_Task 1:_
Gather all lines of the listing below that contain the word "every", where uppercase and lowercase count as different.

*** Provided text ***

From the foundation of Sri Harmandir Sahib to the writing of Panth Parkash, 300 years had passed. None of the writers of Gurbilas Patshahi 6, Gurbilas Patshahi 10, Mehma Parkash (1776), Bansavalinama, Gurkirat Parkash (1812), Suraj Granth nor Pracheen Panth Parkash by Rattan Singh Bhangu had indicated that Mian Mir was involved in laying the foundation of Sri Harmandir Sahib.
Further, none of the Muslim writers who have written biographies of Mian Mir have written that he laid the foundation. This is odd because they would have been very proud to note such a fact. It seems clear that the story of Mian Mir laying the foundation is imaginary.
Principal Satbir Singh has written that the first person to write about Mian Mir having laid the foundation of Sri Harmandir Sahib was Butay Shah (real name Ghulam Muhaiyuddin) in his book "Tavarikh-i-Punjab." Butay Shah was a Muslim Maulvi. He writes, "Shah Mian Mir came to Amritsar at the invitation of Sri Guru Arjan Sahib Ji and with his holy hands, placed four bricks in the four directions and one in the middle."
A hand-written copy of this work says that it was written in 1848 AD. The British were in control of Punjab at that time. No Sikh or non-Sikh writer had written about Mian Mir before this time. How did Butay Shah find his information? He has not given any source. The method he outlines of how the foundation was laid is also unusual and has not been seen or read anywhere before.

*** Stored rows ***

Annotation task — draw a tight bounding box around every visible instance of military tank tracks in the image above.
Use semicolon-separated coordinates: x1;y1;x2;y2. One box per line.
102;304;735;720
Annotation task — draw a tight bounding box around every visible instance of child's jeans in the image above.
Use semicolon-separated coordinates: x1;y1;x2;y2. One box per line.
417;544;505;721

***
*** Stored rows ***

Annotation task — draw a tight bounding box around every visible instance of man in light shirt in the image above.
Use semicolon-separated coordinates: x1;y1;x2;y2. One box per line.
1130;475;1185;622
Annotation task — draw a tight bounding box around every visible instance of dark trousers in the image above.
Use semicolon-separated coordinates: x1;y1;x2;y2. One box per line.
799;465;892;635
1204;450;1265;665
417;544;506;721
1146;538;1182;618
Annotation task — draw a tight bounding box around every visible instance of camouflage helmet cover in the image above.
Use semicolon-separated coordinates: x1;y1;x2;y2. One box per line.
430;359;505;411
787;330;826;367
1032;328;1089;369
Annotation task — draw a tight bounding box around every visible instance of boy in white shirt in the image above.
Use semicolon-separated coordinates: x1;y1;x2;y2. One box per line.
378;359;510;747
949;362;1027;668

***

_Task 2:_
Extend the passage about Mian Mir and the foundation of Sri Harmandir Sahib, starting right after its last sentence.

_Written response 1:_
Annotation task — draw a tight bounding box around every visible instance of military tank tracks in the image above.
Annotation task — draw a tight bounding box around every visible instance of child's jeans in the image above.
Annotation task — draw a tight bounding box around every visible instance of man in light shirt in the image above.
Annotation task — draw a tight bounding box around every visible instance of dark trousers in the image above.
Annotation task — draw a tight bounding box around every visible instance of camouflage helmet cover in the image above.
Annotation task — draw a tight bounding box around every visible instance of boy in white shirt in the image above.

_Written response 2:_
Bhai Rattan Singh Bhangoo writes about Butay Shah in Pracheen Panth Parkash. Rattan Singh had found out that the British had hired Shah to write the Khalsa's history in Persian. He protested that a Maulvi would not do justice to Sikh history because there had always been tension/ conflict between Hindus and Sikhs and the Moslems and they spoke against each other.
Giani Gian Singh also writes about the above incident. He writes how Rattan Singh and Cpt. Murray discussed the issue and Rattan Singh told him that Sikh history written by a Maulvi would be of harm to the Sikhs and he did not write the truth. He told Murray that each person could write about his own religion for which he was knowledgeable but he could not write about another's religion properly especially in the case where there was conflict between the respective religions. He said clearly to Murray after seeing the history written by Butay Shah, "he will write history in a way that will harm the Singhs." And also "how will he write the truth? He will write what is the opposite." (Sri Guru Panth Parkash Poorbaardh Bisram dooa)"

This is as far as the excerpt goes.